Data lines
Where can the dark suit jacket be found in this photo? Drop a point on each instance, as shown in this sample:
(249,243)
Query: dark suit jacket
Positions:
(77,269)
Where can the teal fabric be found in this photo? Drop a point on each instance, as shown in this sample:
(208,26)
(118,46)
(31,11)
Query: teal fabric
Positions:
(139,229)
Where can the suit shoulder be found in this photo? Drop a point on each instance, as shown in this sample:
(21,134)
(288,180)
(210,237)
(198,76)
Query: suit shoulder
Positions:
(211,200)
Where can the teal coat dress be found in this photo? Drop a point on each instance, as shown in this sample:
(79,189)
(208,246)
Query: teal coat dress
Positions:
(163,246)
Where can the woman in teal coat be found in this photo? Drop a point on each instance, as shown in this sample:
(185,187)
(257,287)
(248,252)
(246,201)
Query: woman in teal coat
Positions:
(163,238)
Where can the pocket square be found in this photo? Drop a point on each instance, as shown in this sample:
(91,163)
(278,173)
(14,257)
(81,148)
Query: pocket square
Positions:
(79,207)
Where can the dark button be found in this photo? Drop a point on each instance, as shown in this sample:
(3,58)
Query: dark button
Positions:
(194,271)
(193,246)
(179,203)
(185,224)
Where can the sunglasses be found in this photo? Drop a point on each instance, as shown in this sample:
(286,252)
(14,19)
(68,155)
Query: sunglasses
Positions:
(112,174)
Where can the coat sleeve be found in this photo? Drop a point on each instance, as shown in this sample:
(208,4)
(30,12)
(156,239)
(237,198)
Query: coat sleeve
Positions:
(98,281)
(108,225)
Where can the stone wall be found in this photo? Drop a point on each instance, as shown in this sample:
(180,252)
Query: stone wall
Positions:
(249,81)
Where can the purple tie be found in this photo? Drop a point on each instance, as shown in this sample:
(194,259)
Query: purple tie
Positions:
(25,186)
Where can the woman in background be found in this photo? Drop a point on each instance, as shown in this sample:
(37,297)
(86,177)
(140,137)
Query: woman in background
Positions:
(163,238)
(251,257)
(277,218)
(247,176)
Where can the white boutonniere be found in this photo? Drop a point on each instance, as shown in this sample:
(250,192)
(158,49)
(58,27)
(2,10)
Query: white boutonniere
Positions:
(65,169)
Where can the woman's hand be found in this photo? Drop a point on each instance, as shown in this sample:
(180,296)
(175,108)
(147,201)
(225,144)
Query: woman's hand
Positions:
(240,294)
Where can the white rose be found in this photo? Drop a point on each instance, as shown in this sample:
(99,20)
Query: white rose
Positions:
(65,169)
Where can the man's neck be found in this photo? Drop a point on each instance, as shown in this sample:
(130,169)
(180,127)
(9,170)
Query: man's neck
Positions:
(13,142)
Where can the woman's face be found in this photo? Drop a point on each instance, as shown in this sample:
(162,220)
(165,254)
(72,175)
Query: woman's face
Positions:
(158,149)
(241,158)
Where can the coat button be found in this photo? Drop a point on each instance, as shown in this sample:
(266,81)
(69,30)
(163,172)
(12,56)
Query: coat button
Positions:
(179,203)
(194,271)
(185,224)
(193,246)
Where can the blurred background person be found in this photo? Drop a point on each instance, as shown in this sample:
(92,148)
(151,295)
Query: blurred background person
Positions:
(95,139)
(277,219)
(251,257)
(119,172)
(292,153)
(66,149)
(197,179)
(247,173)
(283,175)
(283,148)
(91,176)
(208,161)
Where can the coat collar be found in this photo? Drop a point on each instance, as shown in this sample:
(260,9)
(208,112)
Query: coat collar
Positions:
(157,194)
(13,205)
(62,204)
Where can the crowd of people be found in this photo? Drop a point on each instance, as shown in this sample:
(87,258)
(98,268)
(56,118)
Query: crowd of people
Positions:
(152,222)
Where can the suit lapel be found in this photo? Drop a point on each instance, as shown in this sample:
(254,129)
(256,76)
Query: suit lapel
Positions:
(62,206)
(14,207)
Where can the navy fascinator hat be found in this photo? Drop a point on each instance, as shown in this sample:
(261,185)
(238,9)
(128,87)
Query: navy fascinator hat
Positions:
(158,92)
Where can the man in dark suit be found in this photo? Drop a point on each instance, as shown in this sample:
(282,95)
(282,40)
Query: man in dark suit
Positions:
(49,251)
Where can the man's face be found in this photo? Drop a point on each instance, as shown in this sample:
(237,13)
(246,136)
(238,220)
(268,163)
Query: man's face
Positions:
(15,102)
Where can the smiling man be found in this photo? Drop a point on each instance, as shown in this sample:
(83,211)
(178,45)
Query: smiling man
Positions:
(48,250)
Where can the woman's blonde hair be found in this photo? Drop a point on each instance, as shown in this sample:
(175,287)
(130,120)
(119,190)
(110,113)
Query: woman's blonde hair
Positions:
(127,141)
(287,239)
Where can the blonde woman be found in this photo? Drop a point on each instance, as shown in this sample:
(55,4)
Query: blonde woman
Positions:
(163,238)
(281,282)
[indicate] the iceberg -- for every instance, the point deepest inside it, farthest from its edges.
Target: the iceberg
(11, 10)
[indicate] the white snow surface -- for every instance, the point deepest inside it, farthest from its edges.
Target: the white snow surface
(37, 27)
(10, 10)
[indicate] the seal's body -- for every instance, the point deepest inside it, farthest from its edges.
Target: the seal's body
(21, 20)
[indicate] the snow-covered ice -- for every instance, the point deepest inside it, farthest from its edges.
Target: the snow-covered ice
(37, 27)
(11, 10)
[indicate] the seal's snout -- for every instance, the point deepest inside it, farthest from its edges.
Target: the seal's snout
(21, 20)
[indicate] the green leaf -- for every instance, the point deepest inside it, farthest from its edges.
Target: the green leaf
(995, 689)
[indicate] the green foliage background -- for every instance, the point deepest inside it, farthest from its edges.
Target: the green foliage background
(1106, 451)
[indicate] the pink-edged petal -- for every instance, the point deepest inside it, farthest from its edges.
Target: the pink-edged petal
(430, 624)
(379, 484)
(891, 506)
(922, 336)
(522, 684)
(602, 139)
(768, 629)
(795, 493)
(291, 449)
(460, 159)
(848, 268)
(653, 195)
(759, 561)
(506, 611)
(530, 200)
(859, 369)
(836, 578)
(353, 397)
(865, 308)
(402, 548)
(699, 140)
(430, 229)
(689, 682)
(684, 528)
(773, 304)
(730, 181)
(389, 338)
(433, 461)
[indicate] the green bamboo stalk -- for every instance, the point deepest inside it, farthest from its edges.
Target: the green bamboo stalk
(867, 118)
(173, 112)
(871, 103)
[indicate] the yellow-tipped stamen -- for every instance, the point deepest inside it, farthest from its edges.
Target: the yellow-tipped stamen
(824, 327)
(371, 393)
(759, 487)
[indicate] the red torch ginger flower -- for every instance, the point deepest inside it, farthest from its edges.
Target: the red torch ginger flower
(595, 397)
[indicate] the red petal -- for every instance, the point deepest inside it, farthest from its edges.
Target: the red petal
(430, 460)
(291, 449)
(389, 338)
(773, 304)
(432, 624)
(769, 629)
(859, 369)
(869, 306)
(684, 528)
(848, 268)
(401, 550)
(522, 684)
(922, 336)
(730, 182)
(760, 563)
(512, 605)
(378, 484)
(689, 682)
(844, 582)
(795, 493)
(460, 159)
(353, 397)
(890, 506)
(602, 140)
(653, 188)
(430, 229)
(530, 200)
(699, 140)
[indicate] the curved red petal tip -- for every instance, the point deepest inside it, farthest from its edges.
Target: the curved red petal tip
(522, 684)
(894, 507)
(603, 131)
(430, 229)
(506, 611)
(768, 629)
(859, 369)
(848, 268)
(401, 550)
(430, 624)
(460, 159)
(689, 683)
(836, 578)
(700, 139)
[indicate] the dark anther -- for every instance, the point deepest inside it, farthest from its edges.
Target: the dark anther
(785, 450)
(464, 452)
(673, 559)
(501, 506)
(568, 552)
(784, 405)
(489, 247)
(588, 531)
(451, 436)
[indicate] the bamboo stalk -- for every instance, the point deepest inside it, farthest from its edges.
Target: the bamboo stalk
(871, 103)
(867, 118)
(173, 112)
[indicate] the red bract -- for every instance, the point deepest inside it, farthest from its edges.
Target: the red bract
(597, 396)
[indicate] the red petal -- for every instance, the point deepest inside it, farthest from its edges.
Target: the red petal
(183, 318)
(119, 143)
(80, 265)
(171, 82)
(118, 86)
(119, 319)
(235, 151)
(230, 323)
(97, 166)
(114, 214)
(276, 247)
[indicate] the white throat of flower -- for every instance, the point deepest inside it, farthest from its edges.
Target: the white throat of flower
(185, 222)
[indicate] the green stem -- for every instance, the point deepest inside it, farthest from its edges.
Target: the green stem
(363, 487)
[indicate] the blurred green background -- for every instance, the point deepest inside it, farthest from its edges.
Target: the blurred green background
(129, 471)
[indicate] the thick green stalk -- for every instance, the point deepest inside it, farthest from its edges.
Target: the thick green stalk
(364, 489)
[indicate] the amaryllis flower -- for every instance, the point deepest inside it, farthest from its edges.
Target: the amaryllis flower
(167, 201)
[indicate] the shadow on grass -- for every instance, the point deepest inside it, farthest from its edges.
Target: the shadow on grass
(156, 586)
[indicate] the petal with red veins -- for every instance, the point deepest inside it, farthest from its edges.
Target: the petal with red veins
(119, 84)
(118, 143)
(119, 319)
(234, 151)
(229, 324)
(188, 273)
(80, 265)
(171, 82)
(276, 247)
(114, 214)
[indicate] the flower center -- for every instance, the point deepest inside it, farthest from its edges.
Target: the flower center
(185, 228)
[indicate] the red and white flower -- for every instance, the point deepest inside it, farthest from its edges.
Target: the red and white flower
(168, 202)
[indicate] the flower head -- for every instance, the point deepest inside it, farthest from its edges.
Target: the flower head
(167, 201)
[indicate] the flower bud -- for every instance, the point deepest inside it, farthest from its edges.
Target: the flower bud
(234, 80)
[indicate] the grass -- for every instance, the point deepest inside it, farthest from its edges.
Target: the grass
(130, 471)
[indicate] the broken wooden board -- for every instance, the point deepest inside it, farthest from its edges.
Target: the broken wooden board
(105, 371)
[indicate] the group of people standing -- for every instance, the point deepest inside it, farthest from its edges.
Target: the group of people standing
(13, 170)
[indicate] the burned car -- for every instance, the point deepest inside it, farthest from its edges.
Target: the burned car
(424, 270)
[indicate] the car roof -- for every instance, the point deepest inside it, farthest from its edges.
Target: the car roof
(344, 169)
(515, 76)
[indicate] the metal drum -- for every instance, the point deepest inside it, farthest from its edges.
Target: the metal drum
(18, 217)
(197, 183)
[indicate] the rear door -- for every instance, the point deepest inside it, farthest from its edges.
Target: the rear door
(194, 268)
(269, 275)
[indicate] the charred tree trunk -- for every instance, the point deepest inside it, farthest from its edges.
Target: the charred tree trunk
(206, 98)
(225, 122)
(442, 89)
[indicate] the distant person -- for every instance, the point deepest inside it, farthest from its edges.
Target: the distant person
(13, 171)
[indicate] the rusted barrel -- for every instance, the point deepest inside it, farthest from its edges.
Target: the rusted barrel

▶ Written exercise
Put the lines from the one containing "[indicate] the rusted" through the end of the entries above into a JSON list of strings, with one string per line and blank lines omitted.

▶ Solution for this task
[
  "[indicate] the rusted barrel -- for every instance, the point deepest inside it, farthest from its edges.",
  "Target: the rusted barrel"
]